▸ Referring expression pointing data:
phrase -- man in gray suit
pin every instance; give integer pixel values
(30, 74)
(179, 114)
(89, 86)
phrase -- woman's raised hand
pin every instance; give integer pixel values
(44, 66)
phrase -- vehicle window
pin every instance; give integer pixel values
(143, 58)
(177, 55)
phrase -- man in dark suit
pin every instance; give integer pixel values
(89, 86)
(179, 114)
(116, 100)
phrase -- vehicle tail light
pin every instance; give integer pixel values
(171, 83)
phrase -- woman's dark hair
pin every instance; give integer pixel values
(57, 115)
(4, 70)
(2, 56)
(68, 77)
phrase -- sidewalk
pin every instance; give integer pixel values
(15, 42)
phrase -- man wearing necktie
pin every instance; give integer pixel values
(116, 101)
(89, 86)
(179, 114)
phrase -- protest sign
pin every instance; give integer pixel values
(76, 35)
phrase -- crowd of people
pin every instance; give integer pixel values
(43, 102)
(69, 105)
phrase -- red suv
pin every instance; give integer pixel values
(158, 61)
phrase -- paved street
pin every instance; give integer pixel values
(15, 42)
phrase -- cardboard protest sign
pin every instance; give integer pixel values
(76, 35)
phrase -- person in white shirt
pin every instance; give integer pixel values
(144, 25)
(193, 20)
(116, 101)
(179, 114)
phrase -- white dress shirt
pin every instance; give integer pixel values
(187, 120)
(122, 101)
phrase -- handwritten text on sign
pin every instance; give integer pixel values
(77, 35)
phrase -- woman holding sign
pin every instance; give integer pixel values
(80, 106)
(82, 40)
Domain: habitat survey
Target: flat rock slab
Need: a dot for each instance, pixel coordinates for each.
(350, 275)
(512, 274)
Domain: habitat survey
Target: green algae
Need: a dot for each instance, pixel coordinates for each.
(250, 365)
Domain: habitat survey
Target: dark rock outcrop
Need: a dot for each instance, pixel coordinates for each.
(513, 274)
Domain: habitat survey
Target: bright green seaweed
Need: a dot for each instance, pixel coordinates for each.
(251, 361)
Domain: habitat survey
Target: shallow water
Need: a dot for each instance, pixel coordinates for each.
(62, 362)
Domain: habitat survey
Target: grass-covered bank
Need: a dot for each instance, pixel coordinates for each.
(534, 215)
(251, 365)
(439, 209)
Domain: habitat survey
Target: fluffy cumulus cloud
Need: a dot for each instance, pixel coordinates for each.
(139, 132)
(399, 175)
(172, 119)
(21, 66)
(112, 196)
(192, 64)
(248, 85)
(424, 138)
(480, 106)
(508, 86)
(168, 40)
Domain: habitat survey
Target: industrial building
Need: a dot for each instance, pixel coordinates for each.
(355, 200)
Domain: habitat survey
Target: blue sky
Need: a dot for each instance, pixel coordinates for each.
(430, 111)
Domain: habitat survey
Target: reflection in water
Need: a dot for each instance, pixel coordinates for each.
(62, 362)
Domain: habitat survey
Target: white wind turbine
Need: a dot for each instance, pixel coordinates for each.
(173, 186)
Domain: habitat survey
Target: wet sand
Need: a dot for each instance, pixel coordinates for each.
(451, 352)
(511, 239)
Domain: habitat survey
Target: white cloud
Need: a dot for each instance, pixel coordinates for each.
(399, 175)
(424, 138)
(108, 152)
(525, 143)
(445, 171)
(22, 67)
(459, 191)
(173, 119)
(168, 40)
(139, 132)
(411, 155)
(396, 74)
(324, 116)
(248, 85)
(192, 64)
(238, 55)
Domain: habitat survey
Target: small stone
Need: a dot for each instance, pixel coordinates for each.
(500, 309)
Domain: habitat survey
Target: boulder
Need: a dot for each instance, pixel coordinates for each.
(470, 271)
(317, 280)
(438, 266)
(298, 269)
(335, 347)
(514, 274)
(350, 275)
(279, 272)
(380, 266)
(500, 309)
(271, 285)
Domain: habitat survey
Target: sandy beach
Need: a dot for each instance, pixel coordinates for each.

▸ EXERCISE REQUIREMENTS: Copy each record above so that no word or mark differs.

▸ TASK OUTPUT:
phrase -- man in gray suit
pin every instance; give integer pixel values
(30, 74)
(179, 114)
(89, 86)
phrase -- woman's raised hand
pin every instance; give integer pixel values
(44, 66)
phrase -- vehicle window
pin every instance; give integer pixel values
(143, 58)
(177, 55)
phrase -- man in dark suit
pin every instance; give integer pixel values
(89, 86)
(179, 114)
(116, 100)
phrase -- vehicle tail light
pin every instance; give integer pixel values
(171, 83)
phrase -- woman's dark hair
pin every instance; give integer pixel values
(57, 115)
(4, 70)
(2, 56)
(68, 77)
phrase -- sidewalk
pin every instance; give integer pixel values
(15, 42)
phrase -- man wearing necktie
pin every instance; give integer pixel values
(116, 101)
(89, 86)
(179, 114)
phrase -- protest sign
pin every instance; give integer pixel values
(76, 35)
phrase -- crowd of people
pin every instance; give integer pixel values
(43, 102)
(69, 105)
phrase -- red suv
pin every instance; give integer pixel values
(158, 61)
phrase -- paved street
pin every instance; give integer pixel values
(15, 42)
phrase -- cardboard protest sign
pin every instance; give integer pixel values
(76, 35)
phrase -- person in white shirt
pin every instance; give integer pixel values
(144, 25)
(193, 20)
(116, 101)
(179, 114)
phrase -- white dress shirt
pin every instance; give integer pixel values
(187, 120)
(122, 101)
phrase -- handwritten text on sign
pin every instance; give integer pixel values
(77, 35)
phrase -- woman holding sign
pin every instance; give integer pixel values
(80, 106)
(82, 40)
Domain: habitat survey
Target: flat rock slab
Need: a dot for each instance, pixel coordinates for each.
(350, 275)
(512, 274)
Domain: habitat survey
Target: green algae
Need: a dot for each instance, pixel coordinates for each.
(250, 365)
Domain: habitat survey
Target: dark rock outcrop
Need: a dot for each instance, pixel coordinates for each.
(513, 274)
Domain: habitat survey
Target: bright green seaweed
Need: a dot for each instance, pixel coordinates for each.
(251, 361)
Domain: habitat survey
Target: shallow water
Need: a dot for each instance, pixel coordinates for each.
(62, 362)
Domain: habitat survey
Target: grass-covered bank
Need: a dot for each instance, pixel coordinates for each.
(534, 215)
(251, 365)
(439, 209)
Domain: habitat survey
Target: fluffy cumulus cloud
Need: a dot for each instance, pixel coordinates for each.
(139, 132)
(399, 175)
(172, 119)
(21, 66)
(112, 196)
(192, 64)
(248, 85)
(424, 138)
(480, 106)
(508, 86)
(168, 40)
Domain: habitat survey
Target: industrial building
Need: a dot for each instance, pixel coordinates for each.
(355, 200)
Domain: habitat survey
Target: blue sky
Need: a dot for each instance, pixel coordinates for each.
(430, 111)
Domain: habitat survey
Target: reflection in water
Need: a dot for each instance, pixel coordinates for each.
(62, 362)
Domain: habitat survey
Target: white wind turbine
Need: a dot for each instance, pixel coordinates for each.
(173, 186)
Domain: habitat survey
Target: wet sand
Need: a dot for each instance, pixel coordinates for each.
(451, 352)
(511, 239)
Domain: habitat survey
Target: white cloud
Need: a dot for each instance, pixel coordinates for each.
(399, 175)
(424, 138)
(108, 152)
(525, 143)
(445, 171)
(22, 67)
(459, 191)
(173, 119)
(168, 40)
(139, 132)
(411, 155)
(396, 74)
(324, 116)
(248, 85)
(192, 64)
(238, 55)
Domain: habitat survey
Target: small stone
Need: a dot for each instance, pixel coordinates for each.
(500, 309)
Domain: habitat survey
Target: boulder
Need: a dot for each instance, pixel coordinates for each.
(470, 271)
(317, 280)
(438, 266)
(298, 269)
(335, 347)
(514, 274)
(350, 275)
(279, 272)
(380, 266)
(500, 309)
(271, 285)
Domain: habitat survey
Target: sandy beach
Need: a dot for each instance, pixel coordinates for each.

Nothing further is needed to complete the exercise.